◆ **WHAT IS EXPECTED**:
Spot each line in the records below where the word "left" occurs, then copy it.

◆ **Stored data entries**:
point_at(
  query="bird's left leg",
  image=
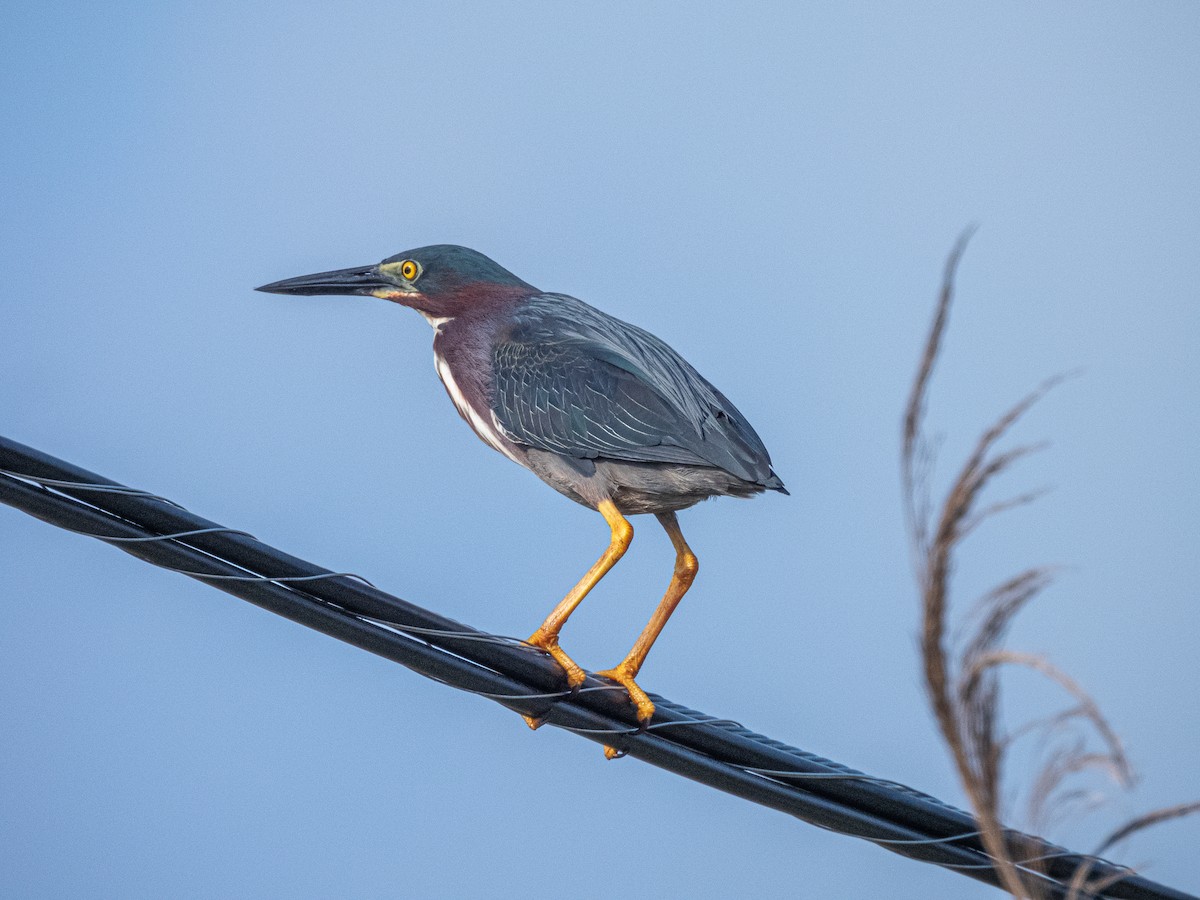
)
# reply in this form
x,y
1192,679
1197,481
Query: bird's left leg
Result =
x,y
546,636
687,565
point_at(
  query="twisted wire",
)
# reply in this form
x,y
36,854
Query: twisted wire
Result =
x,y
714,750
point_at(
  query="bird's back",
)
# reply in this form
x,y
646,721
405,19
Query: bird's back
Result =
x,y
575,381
...
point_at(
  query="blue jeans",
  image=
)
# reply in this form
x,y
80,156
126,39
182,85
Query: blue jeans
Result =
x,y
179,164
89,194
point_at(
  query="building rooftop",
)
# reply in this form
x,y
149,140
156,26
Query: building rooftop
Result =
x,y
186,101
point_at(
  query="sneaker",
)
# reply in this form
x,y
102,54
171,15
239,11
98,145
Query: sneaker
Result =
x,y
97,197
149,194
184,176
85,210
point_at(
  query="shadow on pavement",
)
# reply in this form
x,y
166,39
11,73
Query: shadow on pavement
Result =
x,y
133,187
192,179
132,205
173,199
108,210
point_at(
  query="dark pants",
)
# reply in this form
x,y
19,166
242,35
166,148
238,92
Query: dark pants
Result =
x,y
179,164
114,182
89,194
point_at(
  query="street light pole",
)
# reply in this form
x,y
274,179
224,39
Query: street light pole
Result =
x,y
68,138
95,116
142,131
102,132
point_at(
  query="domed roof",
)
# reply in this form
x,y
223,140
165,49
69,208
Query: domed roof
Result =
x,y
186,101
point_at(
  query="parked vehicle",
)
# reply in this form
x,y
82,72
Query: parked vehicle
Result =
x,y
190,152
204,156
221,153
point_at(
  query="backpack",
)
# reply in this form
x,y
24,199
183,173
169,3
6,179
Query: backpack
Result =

◆ **TASK ANSWER**:
  query="bird's left leg",
Query: bird's left leg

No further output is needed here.